▸ **Instruction 1**
In the text on Guatemala's human settlements policy, what year did Laura Hurtado help draft that policy?
▸ **Instruction 2**
Render this sentence from the text on Guatemala's human settlements policy in Spanish: "Any violation of the agreements by the communities places them at risk of expulsion."

▸ **Provided text**

These agreements are framed within the policy on Human Settlements. The concept of “human settlements” refers to communities in a way that confines them to live in precarious conditions, or to be displaced without state institutions having the obligation to relocate them. “In 2004, I was involved in drafting the policy on Human Settlements. We tried to coordinate activities and determine under what conditions communities could remain. But the adoption of this policy was useless, because ten years went by and the Guatemalan State ignored it. This is why we currently have a new crisis,” says Laura Hurtado.
“CONAP’s agreements with communities only benefit the State. Any violation of the agreements by the communities places them at risk of expulsion. Peasants communities cannot grow food or own livestock, so their means of survival are being taken away from them,” says Luis Solano, a Guatemalan researcher who has focused his study on Petén for decades.

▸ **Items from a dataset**
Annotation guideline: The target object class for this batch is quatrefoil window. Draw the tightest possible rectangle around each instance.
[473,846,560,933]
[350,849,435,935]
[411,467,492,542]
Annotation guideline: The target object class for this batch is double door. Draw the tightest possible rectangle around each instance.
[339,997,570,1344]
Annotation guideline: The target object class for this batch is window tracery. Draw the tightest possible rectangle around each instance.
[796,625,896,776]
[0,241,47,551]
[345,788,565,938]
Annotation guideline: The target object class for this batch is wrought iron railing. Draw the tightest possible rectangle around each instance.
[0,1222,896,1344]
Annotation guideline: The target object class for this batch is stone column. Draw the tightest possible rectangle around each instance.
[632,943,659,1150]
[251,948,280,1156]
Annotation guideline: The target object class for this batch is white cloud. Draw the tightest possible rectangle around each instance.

▸ **Expected output 1**
2004

▸ **Expected output 2**
Cualquier violación de los acuerdos por parte de las comunidades las pone en riesgo de expulsión.